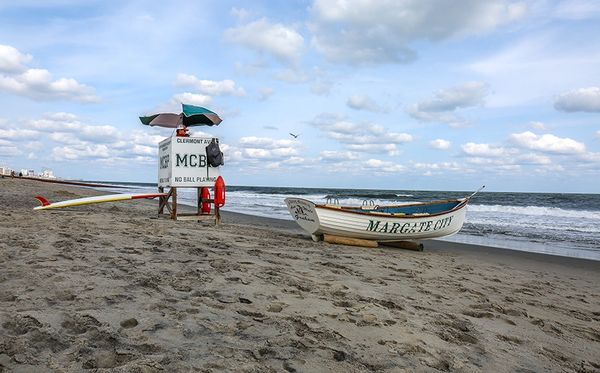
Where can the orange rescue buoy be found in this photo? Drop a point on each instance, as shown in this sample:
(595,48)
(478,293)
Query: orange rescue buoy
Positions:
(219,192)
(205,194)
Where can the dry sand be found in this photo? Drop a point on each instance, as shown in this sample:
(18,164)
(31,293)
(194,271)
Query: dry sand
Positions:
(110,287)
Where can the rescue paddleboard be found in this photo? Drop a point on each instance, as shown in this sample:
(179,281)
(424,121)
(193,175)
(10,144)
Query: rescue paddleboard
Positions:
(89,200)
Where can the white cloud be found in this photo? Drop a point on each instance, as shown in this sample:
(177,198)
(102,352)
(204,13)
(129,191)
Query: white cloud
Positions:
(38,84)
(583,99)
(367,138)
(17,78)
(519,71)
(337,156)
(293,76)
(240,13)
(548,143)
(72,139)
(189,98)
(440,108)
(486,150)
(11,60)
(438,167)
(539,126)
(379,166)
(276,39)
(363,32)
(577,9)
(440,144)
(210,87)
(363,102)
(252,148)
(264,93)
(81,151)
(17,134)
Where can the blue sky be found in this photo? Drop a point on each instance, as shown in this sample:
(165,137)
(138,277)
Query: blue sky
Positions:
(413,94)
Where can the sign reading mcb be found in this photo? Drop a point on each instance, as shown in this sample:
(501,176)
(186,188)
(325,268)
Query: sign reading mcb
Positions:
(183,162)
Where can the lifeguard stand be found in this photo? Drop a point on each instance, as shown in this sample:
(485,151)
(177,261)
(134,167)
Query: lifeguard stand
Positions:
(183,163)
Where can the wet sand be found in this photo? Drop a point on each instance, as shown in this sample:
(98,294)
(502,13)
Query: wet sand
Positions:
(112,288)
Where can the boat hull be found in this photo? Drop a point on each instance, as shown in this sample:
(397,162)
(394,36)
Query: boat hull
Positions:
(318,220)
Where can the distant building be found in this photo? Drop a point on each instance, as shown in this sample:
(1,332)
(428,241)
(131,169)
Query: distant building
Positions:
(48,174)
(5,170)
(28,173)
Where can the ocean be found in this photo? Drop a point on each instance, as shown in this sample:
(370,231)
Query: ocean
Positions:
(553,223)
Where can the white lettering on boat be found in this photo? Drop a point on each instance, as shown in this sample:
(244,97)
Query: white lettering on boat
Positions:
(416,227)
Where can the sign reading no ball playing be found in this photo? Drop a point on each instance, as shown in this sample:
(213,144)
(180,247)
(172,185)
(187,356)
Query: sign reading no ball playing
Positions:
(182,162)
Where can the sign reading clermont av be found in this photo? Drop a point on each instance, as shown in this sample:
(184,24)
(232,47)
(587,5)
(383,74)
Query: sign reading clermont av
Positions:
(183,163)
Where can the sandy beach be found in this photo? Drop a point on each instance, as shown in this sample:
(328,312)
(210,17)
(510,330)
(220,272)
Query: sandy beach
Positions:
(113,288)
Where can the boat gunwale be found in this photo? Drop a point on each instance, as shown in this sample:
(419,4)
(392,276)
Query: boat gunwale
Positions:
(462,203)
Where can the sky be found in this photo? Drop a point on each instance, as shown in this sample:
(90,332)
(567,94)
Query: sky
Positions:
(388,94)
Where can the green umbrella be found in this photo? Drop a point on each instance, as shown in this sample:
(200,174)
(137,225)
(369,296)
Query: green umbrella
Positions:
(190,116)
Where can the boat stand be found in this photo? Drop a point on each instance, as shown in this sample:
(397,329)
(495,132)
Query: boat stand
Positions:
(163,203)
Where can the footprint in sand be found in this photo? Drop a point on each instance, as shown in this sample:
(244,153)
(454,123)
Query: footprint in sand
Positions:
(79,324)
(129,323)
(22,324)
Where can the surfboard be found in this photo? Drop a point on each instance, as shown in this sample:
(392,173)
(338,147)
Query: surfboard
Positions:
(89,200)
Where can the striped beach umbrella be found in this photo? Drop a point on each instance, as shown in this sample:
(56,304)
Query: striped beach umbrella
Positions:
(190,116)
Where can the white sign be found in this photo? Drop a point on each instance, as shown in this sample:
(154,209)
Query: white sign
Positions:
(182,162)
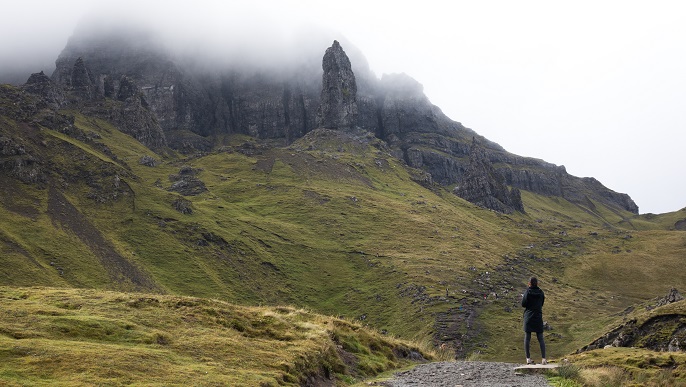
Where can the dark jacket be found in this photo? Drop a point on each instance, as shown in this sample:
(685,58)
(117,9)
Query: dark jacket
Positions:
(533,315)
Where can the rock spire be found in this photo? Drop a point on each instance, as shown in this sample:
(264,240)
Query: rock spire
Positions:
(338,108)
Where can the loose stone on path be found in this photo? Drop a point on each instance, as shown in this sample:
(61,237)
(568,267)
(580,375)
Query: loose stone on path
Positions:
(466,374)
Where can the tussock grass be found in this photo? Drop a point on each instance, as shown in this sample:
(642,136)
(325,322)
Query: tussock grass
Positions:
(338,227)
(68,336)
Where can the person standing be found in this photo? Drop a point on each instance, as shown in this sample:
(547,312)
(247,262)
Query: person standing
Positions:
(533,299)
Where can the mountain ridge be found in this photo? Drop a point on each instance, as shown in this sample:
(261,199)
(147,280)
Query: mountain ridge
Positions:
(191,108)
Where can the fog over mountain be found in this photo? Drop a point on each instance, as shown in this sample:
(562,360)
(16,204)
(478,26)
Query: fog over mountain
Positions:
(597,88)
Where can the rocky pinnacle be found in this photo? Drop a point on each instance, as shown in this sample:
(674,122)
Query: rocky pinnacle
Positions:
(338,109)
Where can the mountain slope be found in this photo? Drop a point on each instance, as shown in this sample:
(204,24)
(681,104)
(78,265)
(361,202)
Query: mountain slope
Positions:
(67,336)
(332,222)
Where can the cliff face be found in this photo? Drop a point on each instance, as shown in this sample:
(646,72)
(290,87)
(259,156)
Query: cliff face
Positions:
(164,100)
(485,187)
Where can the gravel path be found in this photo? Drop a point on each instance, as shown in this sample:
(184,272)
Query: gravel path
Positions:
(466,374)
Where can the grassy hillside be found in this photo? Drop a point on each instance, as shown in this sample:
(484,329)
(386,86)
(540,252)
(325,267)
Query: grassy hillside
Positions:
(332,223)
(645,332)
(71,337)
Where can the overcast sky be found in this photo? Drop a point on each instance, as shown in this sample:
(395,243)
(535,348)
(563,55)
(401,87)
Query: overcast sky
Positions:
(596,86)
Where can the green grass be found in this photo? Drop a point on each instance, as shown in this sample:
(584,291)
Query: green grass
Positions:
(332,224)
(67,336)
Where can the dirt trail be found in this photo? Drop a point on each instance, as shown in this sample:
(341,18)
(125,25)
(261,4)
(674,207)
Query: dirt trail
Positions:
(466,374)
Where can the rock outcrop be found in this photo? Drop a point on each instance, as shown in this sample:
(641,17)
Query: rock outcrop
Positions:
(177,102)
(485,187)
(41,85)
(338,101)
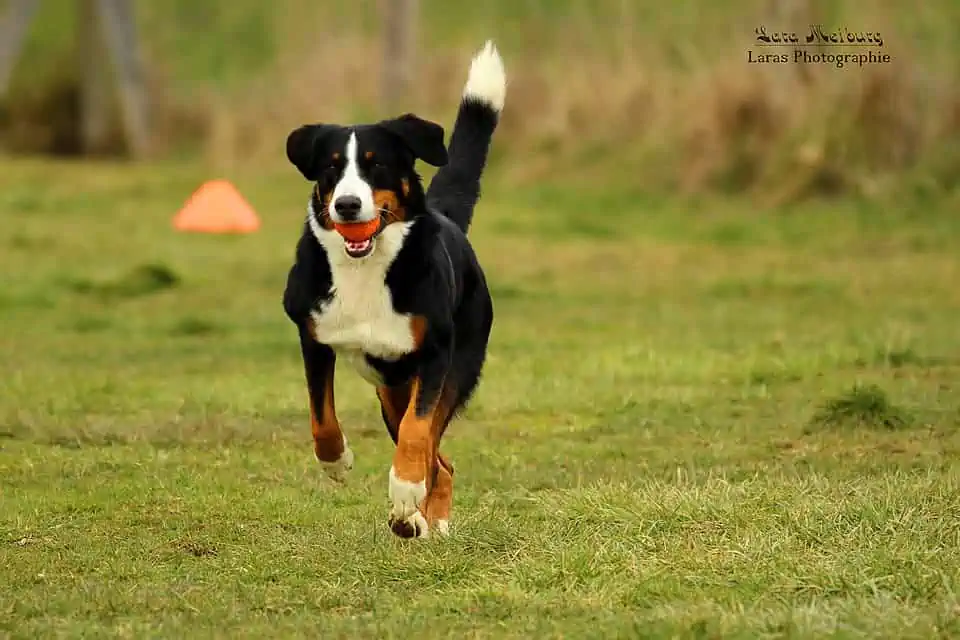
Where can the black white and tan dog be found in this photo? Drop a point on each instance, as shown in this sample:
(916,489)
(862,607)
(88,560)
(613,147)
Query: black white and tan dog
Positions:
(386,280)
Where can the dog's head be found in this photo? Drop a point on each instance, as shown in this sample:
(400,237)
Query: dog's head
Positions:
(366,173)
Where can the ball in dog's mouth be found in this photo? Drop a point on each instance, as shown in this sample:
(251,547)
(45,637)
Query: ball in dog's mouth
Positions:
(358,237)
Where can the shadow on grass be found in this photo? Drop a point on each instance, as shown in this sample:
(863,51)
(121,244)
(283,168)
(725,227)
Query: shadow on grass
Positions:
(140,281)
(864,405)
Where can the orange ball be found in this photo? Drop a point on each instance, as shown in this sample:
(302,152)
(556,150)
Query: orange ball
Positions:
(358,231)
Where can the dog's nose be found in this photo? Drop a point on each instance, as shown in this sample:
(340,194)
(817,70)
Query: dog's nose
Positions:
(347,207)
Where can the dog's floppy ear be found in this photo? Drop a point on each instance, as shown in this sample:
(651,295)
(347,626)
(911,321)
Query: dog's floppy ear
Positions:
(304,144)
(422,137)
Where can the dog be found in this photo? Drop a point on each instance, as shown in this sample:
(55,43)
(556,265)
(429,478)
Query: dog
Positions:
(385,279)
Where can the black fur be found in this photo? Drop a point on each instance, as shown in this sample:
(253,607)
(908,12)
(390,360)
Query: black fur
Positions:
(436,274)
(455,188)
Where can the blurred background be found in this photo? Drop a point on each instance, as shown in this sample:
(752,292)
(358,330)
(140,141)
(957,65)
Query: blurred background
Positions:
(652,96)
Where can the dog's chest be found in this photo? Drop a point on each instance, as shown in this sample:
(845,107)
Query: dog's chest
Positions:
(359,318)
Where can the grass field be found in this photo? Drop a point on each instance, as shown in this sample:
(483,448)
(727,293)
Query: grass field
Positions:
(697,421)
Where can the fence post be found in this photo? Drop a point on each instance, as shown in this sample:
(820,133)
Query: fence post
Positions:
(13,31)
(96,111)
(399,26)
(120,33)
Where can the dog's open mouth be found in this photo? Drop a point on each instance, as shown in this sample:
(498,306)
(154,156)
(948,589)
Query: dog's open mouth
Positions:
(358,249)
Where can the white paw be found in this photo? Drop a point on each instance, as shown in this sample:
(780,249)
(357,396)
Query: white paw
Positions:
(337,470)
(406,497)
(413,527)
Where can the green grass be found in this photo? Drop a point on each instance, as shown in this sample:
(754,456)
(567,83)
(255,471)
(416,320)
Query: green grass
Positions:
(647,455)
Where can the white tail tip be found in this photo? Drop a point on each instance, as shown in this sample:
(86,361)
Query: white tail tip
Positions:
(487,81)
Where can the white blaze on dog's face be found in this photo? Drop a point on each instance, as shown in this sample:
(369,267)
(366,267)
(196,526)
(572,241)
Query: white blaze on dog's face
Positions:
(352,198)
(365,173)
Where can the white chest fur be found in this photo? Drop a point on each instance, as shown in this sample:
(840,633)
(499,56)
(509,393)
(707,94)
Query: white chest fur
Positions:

What this task involves — Look above for the line holding "Query: dog's head", then set down exactly that line and every line after it up to and including the line holding "Query: shadow on grass", with nothing else.

Response below —
Query: dog's head
Positions:
(366,173)
Where can the ball in dog's mouth be found in this photo? Drop a point on each instance, as shown in this sample:
(251,547)
(45,637)
Query: ball in dog's mouth
Positions:
(358,237)
Where can the shadow on grass be found in this photo? Drop a point on each instance, as shown in this sample:
(863,51)
(121,244)
(283,168)
(725,227)
Query: shadow on grass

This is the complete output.